> _PROBLEM DETAILS_: Please output exactly the run of lines that starts at the line with "# test: for every instance of the shop" and ends at the last line of the records below.

- - - - - - -

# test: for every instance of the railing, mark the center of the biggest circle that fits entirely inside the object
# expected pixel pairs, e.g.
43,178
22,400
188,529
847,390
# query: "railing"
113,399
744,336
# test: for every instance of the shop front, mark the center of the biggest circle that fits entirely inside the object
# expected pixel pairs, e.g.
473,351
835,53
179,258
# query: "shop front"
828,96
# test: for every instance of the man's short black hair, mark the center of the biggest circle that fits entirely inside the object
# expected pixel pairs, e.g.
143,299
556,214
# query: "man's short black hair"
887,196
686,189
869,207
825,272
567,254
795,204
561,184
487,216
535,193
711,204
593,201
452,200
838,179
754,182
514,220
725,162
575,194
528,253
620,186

- - - - - - -

> _EXPECTED ANSWER_:
# test: for every instance of the shop front, mark the center of the biggest circle that fits entirely inside the object
# expected pixel pairs, e.g.
473,351
835,53
179,258
# query: "shop front"
828,96
# test: for every instance of the man's short black hair, mark the center of the biggest circle that fits entirely inside the object
# expected pixel pairs, e.g.
143,299
556,214
# query: "man's short black hair"
887,196
686,189
869,207
825,272
567,254
795,204
561,184
487,216
535,193
711,204
593,201
452,200
838,179
754,182
514,220
725,162
575,194
528,253
620,186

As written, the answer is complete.